Auszug zum Lesen:
# Fragen zu Raid und Encryption growing

## boerni

Nabend. hab paar Fragen

Will mir bis Januar ein Linux-software-Raid 5 aus 3 Western Digital WD10EADS Platten aufbauen. die sollen auch verschluesselt sein.

Da mein Geldbeutel knapp ist werde ich mir pro Monat eine Festplatte kaufen. Heute bestelle ich die erste.

Die Platten sollen im Raid 5 Laufen, und in dem Raid 5 soll ein dm_crypt verschluesseltes ext4 hausen.

Fragen:

1. Kann ich die erste Festplatte mit Daten beschreiben, und dann wenn die 2. HDD kommt in ein RAID 1 umwandeln? Dass man Linux-software-Raid 1 in Raid 5 umwandeln kann hab ich schon gelesen

2. kann ich die dm-crypt partition growen wenn die 3. HDD eingebunden wird?

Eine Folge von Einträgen
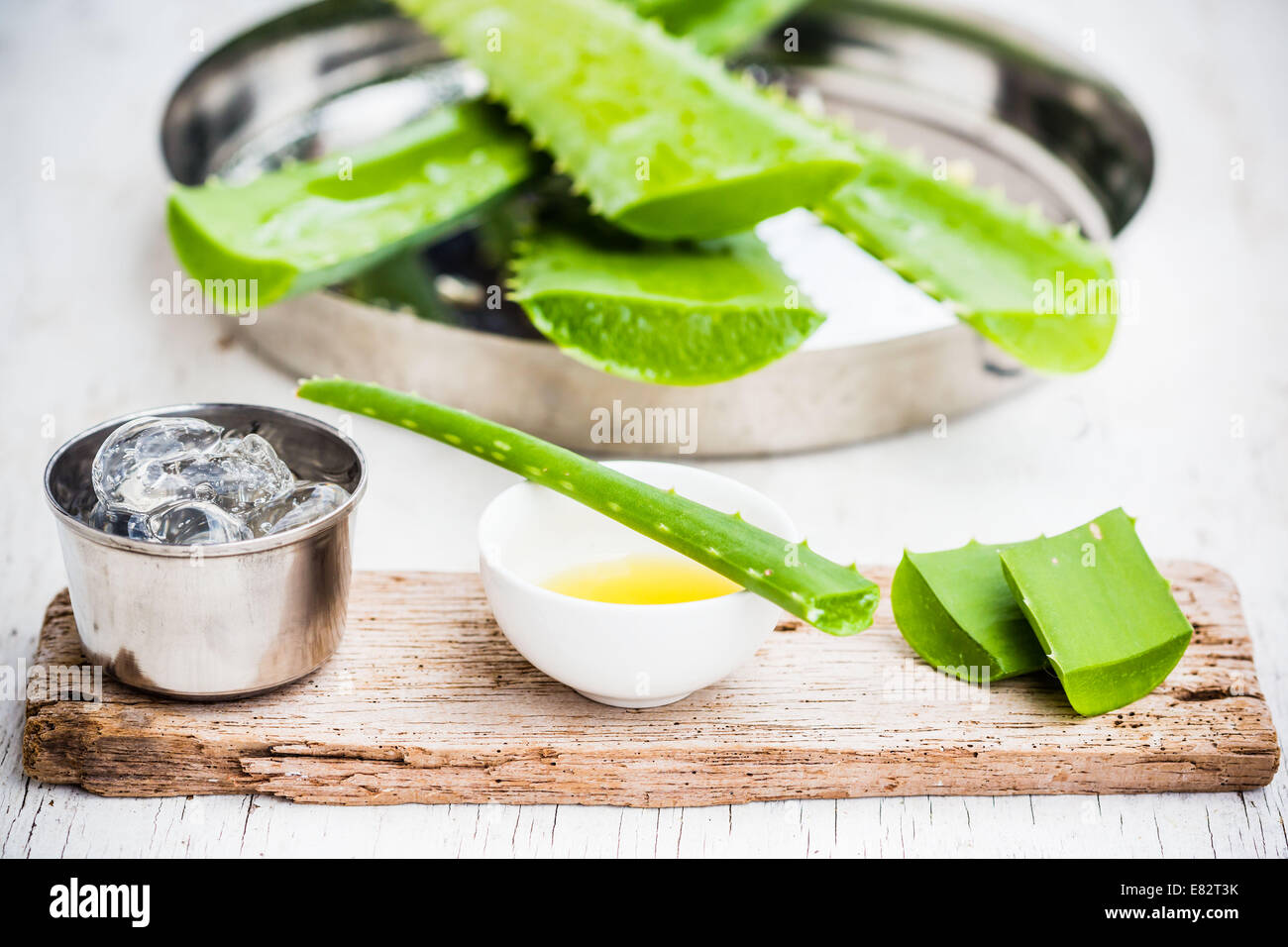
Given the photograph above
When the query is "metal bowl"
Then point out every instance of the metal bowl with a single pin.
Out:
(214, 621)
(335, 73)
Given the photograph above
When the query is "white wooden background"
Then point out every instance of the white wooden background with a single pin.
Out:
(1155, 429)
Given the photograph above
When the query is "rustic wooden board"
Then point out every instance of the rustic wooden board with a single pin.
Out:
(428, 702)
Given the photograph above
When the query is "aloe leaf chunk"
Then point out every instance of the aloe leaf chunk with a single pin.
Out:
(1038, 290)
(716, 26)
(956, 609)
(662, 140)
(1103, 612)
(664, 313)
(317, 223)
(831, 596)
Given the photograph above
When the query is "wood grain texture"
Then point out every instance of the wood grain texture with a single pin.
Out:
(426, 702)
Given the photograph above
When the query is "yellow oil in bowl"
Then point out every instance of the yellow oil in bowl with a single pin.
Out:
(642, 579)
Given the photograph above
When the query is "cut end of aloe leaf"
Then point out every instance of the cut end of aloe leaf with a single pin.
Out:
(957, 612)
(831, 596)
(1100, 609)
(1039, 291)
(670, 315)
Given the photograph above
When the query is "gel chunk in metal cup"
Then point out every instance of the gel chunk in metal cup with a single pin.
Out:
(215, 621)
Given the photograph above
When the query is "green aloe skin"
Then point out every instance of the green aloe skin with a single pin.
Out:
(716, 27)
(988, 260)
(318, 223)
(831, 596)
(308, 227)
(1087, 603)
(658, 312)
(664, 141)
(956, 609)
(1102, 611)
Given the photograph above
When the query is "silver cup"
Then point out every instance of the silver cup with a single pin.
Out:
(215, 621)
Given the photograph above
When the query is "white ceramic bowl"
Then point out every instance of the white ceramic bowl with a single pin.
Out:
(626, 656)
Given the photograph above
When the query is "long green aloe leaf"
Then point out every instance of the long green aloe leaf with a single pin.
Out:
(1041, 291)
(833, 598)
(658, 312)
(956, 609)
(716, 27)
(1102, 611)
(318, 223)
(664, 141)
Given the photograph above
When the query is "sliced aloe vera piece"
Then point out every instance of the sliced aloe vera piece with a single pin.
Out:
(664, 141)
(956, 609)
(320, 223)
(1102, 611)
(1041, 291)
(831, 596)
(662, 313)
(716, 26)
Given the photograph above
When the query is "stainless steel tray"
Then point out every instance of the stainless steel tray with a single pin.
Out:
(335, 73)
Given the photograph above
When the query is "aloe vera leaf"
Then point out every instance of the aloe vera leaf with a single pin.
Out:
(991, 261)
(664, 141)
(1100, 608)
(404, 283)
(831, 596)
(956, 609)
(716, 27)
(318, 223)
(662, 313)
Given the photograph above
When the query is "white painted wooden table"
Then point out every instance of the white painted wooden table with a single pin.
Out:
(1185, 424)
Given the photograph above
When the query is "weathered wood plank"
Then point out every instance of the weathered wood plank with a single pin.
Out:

Aufgabenstellung: Schreibe den Abschnitt aus dem Forenbeitrag über Raid und Verschlüsselung, der mit den Worten „# Fragen zu“ beginnt und mit „ich die erste.“ endet, neu und ersetze dabei „Januar“ durch „März“.

Lösung:
# Fragen zu Raid und Encryption growing

## boerni

Nabend. hab paar Fragen

Will mir bis März ein Linux-software-Raid 5 aus 3 Western Digital WD10EADS Platten aufbauen. die sollen auch verschluesselt sein.

Da mein Geldbeutel knapp ist werde ich mir pro Monat eine Festplatte kaufen. Heute bestelle ich die erste.